• TASK PROMPT: Copy out all of the following records, changing each "localization" to "grounding" and leaving everything else untouched.

• DATA FOR PROCESSING:
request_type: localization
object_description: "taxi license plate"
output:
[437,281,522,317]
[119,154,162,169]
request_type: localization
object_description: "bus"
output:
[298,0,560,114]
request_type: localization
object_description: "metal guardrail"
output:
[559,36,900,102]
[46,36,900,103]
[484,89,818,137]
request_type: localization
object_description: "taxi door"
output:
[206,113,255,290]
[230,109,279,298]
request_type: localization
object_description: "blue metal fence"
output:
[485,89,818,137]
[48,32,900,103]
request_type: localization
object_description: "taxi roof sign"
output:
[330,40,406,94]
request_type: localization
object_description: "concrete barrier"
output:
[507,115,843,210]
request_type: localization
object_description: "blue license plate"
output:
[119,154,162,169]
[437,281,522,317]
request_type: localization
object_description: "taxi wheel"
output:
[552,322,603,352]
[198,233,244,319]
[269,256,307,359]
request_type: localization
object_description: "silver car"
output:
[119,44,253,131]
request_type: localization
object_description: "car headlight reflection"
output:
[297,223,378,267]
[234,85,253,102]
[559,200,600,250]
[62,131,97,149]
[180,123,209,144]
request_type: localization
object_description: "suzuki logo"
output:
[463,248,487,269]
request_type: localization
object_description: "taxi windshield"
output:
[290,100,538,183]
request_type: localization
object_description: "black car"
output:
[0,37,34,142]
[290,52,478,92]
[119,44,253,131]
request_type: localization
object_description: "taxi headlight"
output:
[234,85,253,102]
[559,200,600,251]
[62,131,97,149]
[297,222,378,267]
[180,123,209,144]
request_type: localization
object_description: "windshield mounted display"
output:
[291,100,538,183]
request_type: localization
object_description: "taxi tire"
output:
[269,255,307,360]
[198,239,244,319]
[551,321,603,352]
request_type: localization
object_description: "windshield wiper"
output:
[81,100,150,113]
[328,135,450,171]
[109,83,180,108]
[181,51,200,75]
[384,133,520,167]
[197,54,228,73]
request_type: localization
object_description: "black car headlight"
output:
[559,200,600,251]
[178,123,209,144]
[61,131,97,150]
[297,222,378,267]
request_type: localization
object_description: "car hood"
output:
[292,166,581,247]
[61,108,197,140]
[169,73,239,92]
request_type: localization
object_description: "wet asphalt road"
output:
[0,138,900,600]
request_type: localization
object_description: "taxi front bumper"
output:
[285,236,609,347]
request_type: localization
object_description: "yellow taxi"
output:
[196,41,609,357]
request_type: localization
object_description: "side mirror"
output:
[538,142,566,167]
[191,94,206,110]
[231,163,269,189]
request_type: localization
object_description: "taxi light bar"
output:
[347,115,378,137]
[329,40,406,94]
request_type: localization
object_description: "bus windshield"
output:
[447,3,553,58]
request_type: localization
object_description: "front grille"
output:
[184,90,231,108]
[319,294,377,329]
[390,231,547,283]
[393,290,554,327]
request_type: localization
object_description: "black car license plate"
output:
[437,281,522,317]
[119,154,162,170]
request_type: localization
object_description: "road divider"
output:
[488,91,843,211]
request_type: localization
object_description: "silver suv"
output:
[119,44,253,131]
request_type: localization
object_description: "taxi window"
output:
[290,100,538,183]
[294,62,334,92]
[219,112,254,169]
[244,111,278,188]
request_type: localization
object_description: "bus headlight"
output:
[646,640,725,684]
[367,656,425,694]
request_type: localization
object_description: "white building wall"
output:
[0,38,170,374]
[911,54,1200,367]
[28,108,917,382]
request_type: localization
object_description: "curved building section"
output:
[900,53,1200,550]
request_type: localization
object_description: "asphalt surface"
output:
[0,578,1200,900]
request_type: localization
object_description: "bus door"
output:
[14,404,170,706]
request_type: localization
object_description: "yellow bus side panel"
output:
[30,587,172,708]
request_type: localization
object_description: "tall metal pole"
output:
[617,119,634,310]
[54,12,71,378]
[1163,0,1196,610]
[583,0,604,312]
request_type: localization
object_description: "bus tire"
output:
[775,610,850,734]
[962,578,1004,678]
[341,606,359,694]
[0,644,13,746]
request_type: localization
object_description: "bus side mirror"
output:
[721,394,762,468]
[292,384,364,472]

• WRITTEN RESPONSE:
request_type: grounding
object_description: "taxi license plate"
output:
[437,281,522,317]
[119,154,162,169]
request_type: grounding
object_description: "bus"
output:
[298,0,560,114]
request_type: grounding
object_description: "metal guardrail"
output:
[559,36,900,102]
[46,36,900,103]
[484,89,818,137]
request_type: grounding
object_description: "taxi door"
output:
[206,113,255,290]
[230,109,279,298]
request_type: grounding
object_description: "blue metal fence"
output:
[485,89,818,137]
[48,32,900,103]
request_type: grounding
object_description: "taxi roof sign"
output:
[330,40,406,94]
request_type: grounding
object_description: "concrete barrier"
output:
[507,115,843,210]
request_type: grounding
object_description: "blue license plate"
output:
[119,154,162,169]
[437,281,522,317]
request_type: grounding
object_description: "taxi wheel"
output:
[552,322,603,352]
[198,233,244,319]
[269,256,307,359]
request_type: grounding
object_description: "silver car"
output:
[119,44,253,131]
request_type: grounding
object_description: "car headlight reflection"
output:
[297,223,378,267]
[234,85,253,102]
[559,200,600,250]
[62,131,97,149]
[180,123,209,144]
request_type: grounding
object_description: "suzuki logo"
output:
[463,248,487,269]
request_type: grounding
object_description: "taxi windshield"
output:
[290,100,538,183]
request_type: grounding
object_description: "black car"
output:
[0,37,34,142]
[290,52,478,92]
[119,44,253,131]
request_type: grounding
object_description: "taxi headlight"
output:
[234,85,253,102]
[559,200,600,251]
[62,131,97,149]
[297,222,378,267]
[180,123,209,144]
request_type: grounding
object_description: "windshield mounted display"
output:
[291,100,538,183]
request_type: grounding
object_description: "taxi tire"
output:
[269,255,307,360]
[198,239,244,319]
[551,321,603,352]
request_type: grounding
object_description: "windshield wiper"
output:
[81,100,150,113]
[328,135,450,171]
[109,83,180,108]
[181,51,200,75]
[384,133,520,167]
[197,54,228,73]
request_type: grounding
object_description: "black car headlight"
output:
[559,200,600,251]
[178,123,209,144]
[61,131,97,150]
[297,222,378,267]
request_type: grounding
object_description: "car hood"
output:
[292,166,581,247]
[61,108,197,140]
[169,73,239,92]
request_type: grounding
object_description: "wet asphalt road"
output:
[0,138,900,600]
request_type: grounding
object_description: "taxi front bumper"
output:
[285,236,609,347]
request_type: grounding
object_description: "yellow taxi"
output:
[196,41,609,357]
request_type: grounding
object_description: "side mirror"
output:
[538,142,566,167]
[191,94,206,110]
[231,163,269,189]
request_type: grounding
object_description: "taxi light bar"
output:
[347,115,378,137]
[329,40,406,94]
request_type: grounding
object_description: "bus windshield"
output:
[447,3,553,58]
request_type: grounding
object_description: "front grille"
output:
[184,90,231,108]
[319,294,377,329]
[390,231,547,283]
[393,290,554,327]
request_type: grounding
object_description: "black car license plate"
output:
[437,281,522,317]
[119,154,162,170]
request_type: grounding
object_description: "road divider"
output:
[488,91,843,211]
request_type: grounding
object_description: "silver suv"
output:
[119,44,253,131]
request_type: grounding
object_description: "taxi window"
output:
[290,100,538,183]
[294,62,334,92]
[219,112,254,169]
[244,111,278,188]
request_type: grounding
object_description: "bus headlight"
output:
[646,640,725,684]
[367,656,425,694]
request_type: grounding
object_description: "white building wall"
output:
[0,38,170,374]
[911,54,1200,367]
[28,108,917,382]
request_type: grounding
object_description: "curved building section"
output:
[900,53,1200,550]
request_type: grounding
object_description: "asphalt surface"
output:
[0,578,1200,900]
request_type: grounding
object_description: "bus door"
output:
[14,404,170,706]
request_type: grounding
object_description: "yellow bus side panel"
output:
[30,587,172,708]
request_type: grounding
object_description: "tall metal pole"
output:
[617,119,634,310]
[54,12,71,378]
[1163,0,1196,610]
[583,0,604,312]
request_type: grounding
object_description: "bus tire"
output:
[775,610,850,734]
[962,578,1004,678]
[341,606,359,694]
[0,644,13,746]
request_type: grounding
object_description: "bus side mirror"
output:
[721,394,762,468]
[292,384,364,472]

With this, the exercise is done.